The oldest known figurative art from Sub-Saharan Africa are seven stone plaquettes painted with figures of animals found at the Apollo 11 Cave complex in Namibia, and dated to between 27,500 and 22,500 years ago.
There is a substantial amount of rock art attributable to the Bushmen (San) found throughout Southern Africa.
Much of this art is recent (as evident from the subject matter depicted, including depictions of wagons and of European settlers wearing hats), but the oldest samples have been tentatively dated to as early as 26,000 years ago.

Matobo National Park, Zimbabwe, has many rock paintings. The oldest examples to 7,000 years ago, possibly as early as 13,000 years ago, while the bulk were likely produced between c. 1,700 and 1,500 years ago.

Petroglyphs in West Africa, such as those of Bidzar, Cameroon, are dated to after 3,000 years ago.

== Americas ==
Rock paintings in the Toquepala Caves in southern Peru are dated at ca. 11,500 years ago. Some of the paintings are figurative, notably including a scene of armed men hunting guanaco cameloids. The men are in a posture of attacking the animals with axe, lances, and spear throwers (but not including bow and arrow). The paintings are polychrome, with red made from hematite being the dominant color.

Rock art made by the earliest inhabitants of the Amazon region dates to between 11,800 and 12,600 years ago. The animals depicted include some now extinct, such as mastodons and giant sloths.

Early burial sites in Peru, such as the one at Telarmachay dating from about 10 ka onward, contained evidence of ritual burial, with deposits of red ocher and bead necklaces marking the site.

⁂

◆ What is being asked: Update everything in the text on early rock art from "Early burial sites" down to "marking the site." so that "shell necklaces" stands in place of "bead necklaces". The lines that come next are separate material, apart from the text on early rock art.

⁂

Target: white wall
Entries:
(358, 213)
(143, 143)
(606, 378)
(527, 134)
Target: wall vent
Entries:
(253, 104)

⁂

◆ Solution for this task:
Early burial sites in Peru, such as the one at Telarmachay dating from about 10 ka onward, contained evidence of ritual burial, with deposits of red ocher and shell necklaces marking the site.